Object point labels:

+++

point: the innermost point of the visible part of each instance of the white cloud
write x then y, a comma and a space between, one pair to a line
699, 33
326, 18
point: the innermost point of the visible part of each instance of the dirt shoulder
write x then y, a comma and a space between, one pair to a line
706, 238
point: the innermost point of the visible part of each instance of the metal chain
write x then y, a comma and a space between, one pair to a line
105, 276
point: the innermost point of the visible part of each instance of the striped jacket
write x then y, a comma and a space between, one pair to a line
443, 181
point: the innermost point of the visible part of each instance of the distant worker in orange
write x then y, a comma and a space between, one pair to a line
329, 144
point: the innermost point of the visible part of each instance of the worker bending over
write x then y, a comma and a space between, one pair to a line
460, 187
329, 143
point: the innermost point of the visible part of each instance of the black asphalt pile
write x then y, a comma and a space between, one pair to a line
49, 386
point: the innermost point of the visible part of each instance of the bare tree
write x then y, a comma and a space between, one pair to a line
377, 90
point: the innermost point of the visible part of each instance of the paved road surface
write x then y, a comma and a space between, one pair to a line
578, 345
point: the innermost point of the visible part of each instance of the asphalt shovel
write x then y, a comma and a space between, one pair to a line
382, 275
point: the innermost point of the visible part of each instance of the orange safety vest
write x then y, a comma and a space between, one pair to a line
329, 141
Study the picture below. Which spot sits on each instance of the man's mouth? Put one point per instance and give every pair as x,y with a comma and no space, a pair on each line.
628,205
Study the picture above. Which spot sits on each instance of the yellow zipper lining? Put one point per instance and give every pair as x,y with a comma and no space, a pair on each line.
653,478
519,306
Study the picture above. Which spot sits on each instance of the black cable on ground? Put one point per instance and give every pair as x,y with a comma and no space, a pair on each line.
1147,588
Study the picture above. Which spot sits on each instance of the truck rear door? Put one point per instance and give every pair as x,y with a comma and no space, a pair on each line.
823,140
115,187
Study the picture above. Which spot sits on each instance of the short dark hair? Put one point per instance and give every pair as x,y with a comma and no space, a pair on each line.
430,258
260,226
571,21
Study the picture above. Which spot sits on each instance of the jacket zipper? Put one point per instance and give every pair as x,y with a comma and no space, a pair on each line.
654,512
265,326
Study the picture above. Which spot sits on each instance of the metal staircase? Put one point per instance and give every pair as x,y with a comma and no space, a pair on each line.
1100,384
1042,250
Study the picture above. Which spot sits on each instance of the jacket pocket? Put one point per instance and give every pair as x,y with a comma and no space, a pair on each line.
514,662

+++

Work instructions:
Transcribe all of the entries without altering anything.

Worked solution:
point: the innermost point of the visible part of each instance of the white cloud
write x then y, a comma and a space between, one pair to a line
699, 33
326, 18
point: the innermost point of the visible part of each instance of the dirt shoulder
write x then y, a comma and a space between, one pair to a line
706, 238
point: the innermost point of the visible part of each instance of the metal chain
write x then y, a comma and a space between, one pair to a line
105, 276
point: the innermost point of the visible part of each instance of the striped jacket
write x then y, a comma and a space between, one pair to a line
443, 181
point: the innermost point of the visible part of each instance of the distant worker in orange
write x then y, a comma and a space between, one pair to a line
329, 144
point: the innermost point of the visible part of each instance of the worker bending over
write x then y, a comma and a space between, one pair to a line
460, 187
329, 143
point: the innermost point of the visible part of each instance of the black asphalt pile
write x then y, a comma and a space between, one pair to a line
49, 386
point: the innermost point of the visible part of each instance of the bare tree
write x then y, a comma and a space between, one pair to a line
377, 90
point: the innermost point of the visible part of each instance of the paved road surface
write x then y, a comma and a space between, one pair to a line
578, 345
point: the innermost point of the visible part of each instance of the asphalt shovel
write x then y, a comma and a space between, one pair to a line
382, 275
point: the innermost point of the visible part of each instance of the orange safety vest
write x then y, a comma and a space between, one pair to a line
329, 141
Study the picture below. Which spot sits on each instance of the man's mouth? Put one point per instance and give every pair as x,y with a comma and no space, a pair on each line.
628,205
Study the picture above. Which spot sits on each instance of the yellow zipper lining? Put one point per instance and give every pair as x,y with a comma and no space, a pair on each line.
653,478
519,306
Study the picture above. Which spot sits on each instance of the black cable on ground? Put one point per instance and give every pair as x,y with a comma and no space, a pair on each line.
1147,588
Study the picture above. Which spot sits on each instance of the truck rear door? Put one point per instance and give every pair as x,y with a comma and no space, a pair on each line.
823,140
115,187
Study the picture above. Which spot sits on each instance of the short dark hair? Put one point per instance and give every pair as x,y with a comma and no space, a pair on each line.
430,258
260,226
571,21
Study the picture above. Which spot sits on each instance of the jacket zipper? Put one point per instance and give every pair as x,y with a comma and no space, a pair on each line.
654,512
265,326
Study the picture above. Which spot sits on each instance of the metal staircase? Put one point per instance and give every pair as x,y with a comma and no space, a pair on each line.
1100,384
1042,250
Study the picture above. Which spot sits on each instance of the jacket pocket? Put one point per instance and give every pair as x,y with a comma and no space, a pair on each line.
514,662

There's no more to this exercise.